TESTO DELL'ESERCIZIO:
L’iniziativa, unica nel suo genere, è straordinariamente significativa. Una scelta  fuori dagli schemi, e che, nel caso specifico di Dossena,  ha acceso l’attenzione su un dettaglio storico di estremo interesse, quasi  del tutto sconosciuto: in quelle miniere, nei primi secoli del cristianesimo, al tempo delle persecuzioni romane,  morirono centinaia di cristiani,  condannati ai lavori forzati per la loro fede in Gesù.
Nel nostro tempo, il 1° maggio è una ricorrenza che si celebra in tutto il mondo. Festa laica, sorta alla fine dell’Ottocento, legata alle giuste rivendicazioni sociali dei  salariati. Ma festa anche cristiana. Nel 1955, Papa Pio XII volle metterla sotto la protezione di  San Giuseppe, sposo della Vergine Maria, e padre putativo di Gesù.
Il primo 1° di quell’anno, incontrando in Piazza San Pietro i lavoratori cattolici, il Papa annunciava l’istituzione della festa  liturgica di S. Giuseppe artigiano, stabilendone la celebrazione proprio in quel giorno. “Siamo certi – disse Pio XII – che l’umile artigiano di Nazareth non solo impersona presso Dio e la Santa Chiesa la dignità del lavoratore del braccio, ma è anche sempre il provvido custode vostro e delle vostre famiglie”.
Nonostante questo specifico intervento papale, la festa è rimasta principalmente laica. È celebrata  in quasi tutti i paesi del mondo, e coinvolge alcuni miliardi di lavoratori. I luoghi delle celebrazioni sono  le grandi Piazze cittadine, capaci di accogliere folle. È connotata da raduni,  commemorazioni chiassose, mega concerti, pranzi sociali, balli, spettacoli di piazza e comizi politici.
La comunità di Dossena, pur non rinunciando allo spirito gioioso costitutivo della festa, ha voluto polarizzare l’attenzione sulle memorie. Del lavoro, ha voluto celebrare anche gli aspetti drammatici, le tragedie che ha provocato soprattutto quando, come in quelle zone, era svolto in condizioni di estrema difficoltà.
Le miniere di Dossena e dei paesi confinanti, hanno un’origine che risale a circa 1500 anni prima di Cristo. Per secoli e secoli, fino a metà del Novecento,  il lavoro in miniera fu l’unico per gli abitanti della zona.
Il sottosuolo roccioso conteneva minerali di pregio quali blenda, calamina, galena e fluorite, la cui preziosità era nota all’uomo fin dall’età del bronzo. L’estrazione era estremamente  faticosa. Il minatore lavorava in cunicoli stretti, che permettevano il passaggio solo di una persona sdraiata.

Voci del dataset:
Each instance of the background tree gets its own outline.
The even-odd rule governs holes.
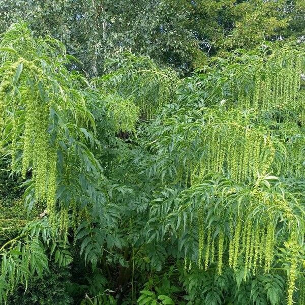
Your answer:
[[[185,73],[205,64],[206,56],[225,57],[227,50],[265,39],[297,39],[303,34],[302,2],[7,0],[0,4],[0,32],[27,21],[36,35],[62,41],[90,76],[103,74],[105,60],[122,50]]]

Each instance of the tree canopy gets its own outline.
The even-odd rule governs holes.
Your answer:
[[[26,5],[0,4],[0,303],[303,305],[302,2]]]

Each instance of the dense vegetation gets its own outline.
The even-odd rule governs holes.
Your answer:
[[[0,4],[0,303],[305,304],[302,2],[55,2]]]

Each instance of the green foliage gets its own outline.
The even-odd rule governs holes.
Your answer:
[[[80,70],[97,76],[109,58],[131,51],[189,72],[207,57],[249,49],[264,40],[295,41],[303,35],[302,0],[6,0],[0,32],[20,18],[35,35],[60,40]]]
[[[0,302],[55,265],[72,266],[68,303],[304,298],[302,47],[237,50],[183,80],[122,53],[89,81],[16,23],[0,56],[1,158],[26,222],[2,240]]]
[[[24,292],[23,287],[18,287],[10,296],[8,305],[70,305],[73,300],[67,293],[71,285],[71,272],[68,268],[58,268],[52,263],[50,272],[42,279],[35,277]]]

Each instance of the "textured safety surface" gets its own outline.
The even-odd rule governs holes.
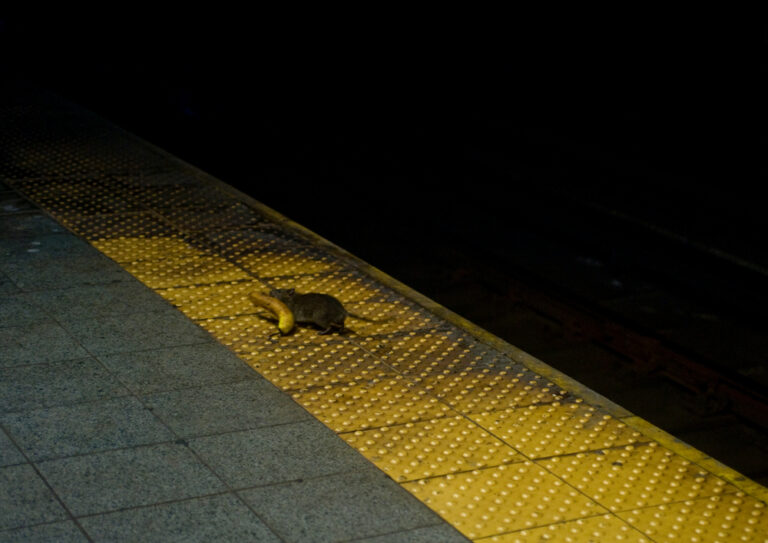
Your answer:
[[[768,541],[764,489],[692,461],[696,451],[443,320],[263,206],[55,101],[0,117],[6,184],[467,537]],[[246,293],[285,287],[371,320],[276,336]]]

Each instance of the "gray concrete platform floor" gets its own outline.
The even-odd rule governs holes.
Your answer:
[[[0,182],[0,542],[466,541]]]

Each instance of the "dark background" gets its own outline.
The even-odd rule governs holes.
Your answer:
[[[455,15],[6,17],[1,66],[547,362],[542,296],[765,394],[765,29]]]

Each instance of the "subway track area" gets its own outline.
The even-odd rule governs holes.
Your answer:
[[[768,541],[765,487],[553,369],[546,359],[498,339],[95,115],[34,89],[8,92],[5,100],[4,235],[23,238],[24,228],[35,228],[25,217],[38,217],[41,209],[465,537]],[[10,256],[0,262],[9,299],[17,291],[46,288]],[[58,287],[70,273],[61,270]],[[274,321],[247,293],[289,287],[332,294],[370,320],[349,318],[352,332],[343,335],[301,327],[275,336]],[[99,330],[131,334],[119,319]],[[146,326],[135,333],[147,334],[151,343]],[[90,351],[99,359],[96,340],[103,338],[94,334],[81,328],[78,337],[95,341]],[[104,348],[104,358],[109,355]],[[148,405],[144,396],[137,398]],[[16,443],[7,420],[0,423]],[[195,449],[204,439],[188,445]],[[291,456],[290,450],[272,452],[277,464]],[[33,451],[26,454],[45,479],[50,464],[35,463]],[[45,484],[57,491],[54,479]],[[274,488],[252,485],[233,492],[260,514],[257,496]],[[4,500],[16,499],[13,489],[3,492]],[[67,506],[66,497],[60,500]],[[298,505],[286,501],[284,507]],[[83,533],[90,533],[88,515],[81,519],[76,508],[70,510]],[[384,524],[398,516],[392,509],[368,514],[392,515]],[[271,517],[262,515],[272,526]],[[279,540],[292,540],[273,529]],[[385,528],[379,530],[366,537],[386,535]],[[0,531],[0,539],[8,533]],[[445,534],[446,541],[456,539],[453,532]]]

ELENCO DEI COMPITI:
1. Trascrivi dal testo sulle miniere di Dossena il passo da "Il primo 1° di" a "e comizi politici.".
2. Rispondi a queste domande sul testo sulle miniere di Dossena:
(a) In che anno Papa Pio XII mise il 1° maggio sotto la protezione di San Giuseppe?
(b) A quanto tempo fa risale l'origine delle miniere di Dossena e dei paesi confinanti?
(c) Quali minerali di pregio conteneva il sottosuolo roccioso?
3. Come prosegue il testo sulle miniere di Dossena dopo la sua ultima frase? Scrivine il seguito.

RISPOSTE PER NUMERO:
1.
Il primo 1° di quell’anno, incontrando in Piazza San Pietro i lavoratori cattolici, il Papa annunciava l’istituzione della festa  liturgica di S. Giuseppe artigiano, stabilendone la celebrazione proprio in quel giorno. “Siamo certi – disse Pio XII – che l’umile artigiano di Nazareth non solo impersona presso Dio e la Santa Chiesa la dignità del lavoratore del braccio, ma è anche sempre il provvido custode vostro e delle vostre famiglie”.
Nonostante questo specifico intervento papale, la festa è rimasta principalmente laica. È celebrata  in quasi tutti i paesi del mondo, e coinvolge alcuni miliardi di lavoratori. I luoghi delle celebrazioni sono  le grandi Piazze cittadine, capaci di accogliere folle. È connotata da raduni,  commemorazioni chiassose, mega concerti, pranzi sociali, balli, spettacoli di piazza e comizi politici.

2.
(a) Nel 1955.
(b) A circa 1500 anni prima di Cristo.
(c) Blenda, calamina, galena e fluorite.

3.
Lo stretto  budello veniva via via allargato e diventava galleria scavata nella roccia.  Lavoro disumano. Riservato alle persone più povere che, per mantenere la famiglia, non avevano altra scelta.  Lavoro massacrante. Numerosi minatori restavano vittime di incidenti e crolli;  altri,  erano stroncati in giovane età dalla “silicosi”,  malattia respiratoria  provocata da inalazione  di particelle di silice cristallina,  e lasciavano giovani vedove, bambini orfani, destinati a  una esistenza di stenti .
“Noi vogliamo ricordare anche questo aspetto del duro lavoro dei nostri antenati” dice il sindaco di Dossena, Fabio Bonzi, 33 anni. “È un patrimonio di fatiche e di sofferenze di inestimabile valore umano e vogliamo ricordarlo nel luogo dove quel lavoro si svolse.. Per questo abbiamo deciso di riaprire le nostre miniere, non per rimetterle in attività, ma per trasformarle in luoghi di memoria, di ricordi, in un autentico museo. E’ in questo luogo che la festa del lavoro, soprattutto qui da noi, trova la sua collocazione più adeguata”.
Il progetto di trasformare le vecchie miniere in un museo, a Dossena ha già avuto un inizio ufficiale  un paio di anni fa. Un tratto della rete mineraria chiuso da decenni, è stato ripulito, messo in sicurezza e reso accessibile al pubblico. Tutto il lavoro è stato compiuto dai volontari della piccola comunità;  ottanta volontari, appartenenti alle varie associazioni, alpini, fanti, vigili del fuoco, pensionati, precari eccetera, che hanno lavorato alcuni mesi gratuitamente. I lavori di ampliamento sono tutt’ora in corso, per ottenere altri tratti di gallerie visitabili.
“Stiamo raccogliendo tutti i reperti  possibili atti a illustrare la storia delle nostre miniere”, spiega il sindaco. “Ne abbiamo trovati di antichissimi. Raccogliamo anche le testimonianze fotografiche, ricordi, scritti. A Dossena, ci sono ancora persone anziane che hanno lavorato in quelle miniere, e i loro ricordi sono preziosi”.
La meticolosa ricerca di oggetti, e soprattutto di documenti storici, ha riscoperto  un aspetto della storia che riguarda la fede cristiana: nei primi secoli del cristianesimo, in quelle miniere morirono martiri parecchi seguaci di Cristo condannati ai lavori forzati per la loro fede.
Da vari documenti antichi, infatti, si ricava che, al tempo dell’impero romano, i minerali delle valli e montagne bergamasche avevano un grande valore. Dal commercio, lo Stato traeva importanti vantaggi economici. E per  trasportare la merce a Roma, furono realizzate strade che collegavano tra di loro i vari centri di estrazione.  Alcune di quelle strade sono ancora funzionanti.
I minatori locali erano insufficienti  a soddisfare le richieste del mercato. Per questo, Roma cominciò a inviare aiuti,  costituiti da individui condannati a morte. A questo scopo, il Diritto romano elaborò una particolare formula giuridica detta “damnatio ad metalla”.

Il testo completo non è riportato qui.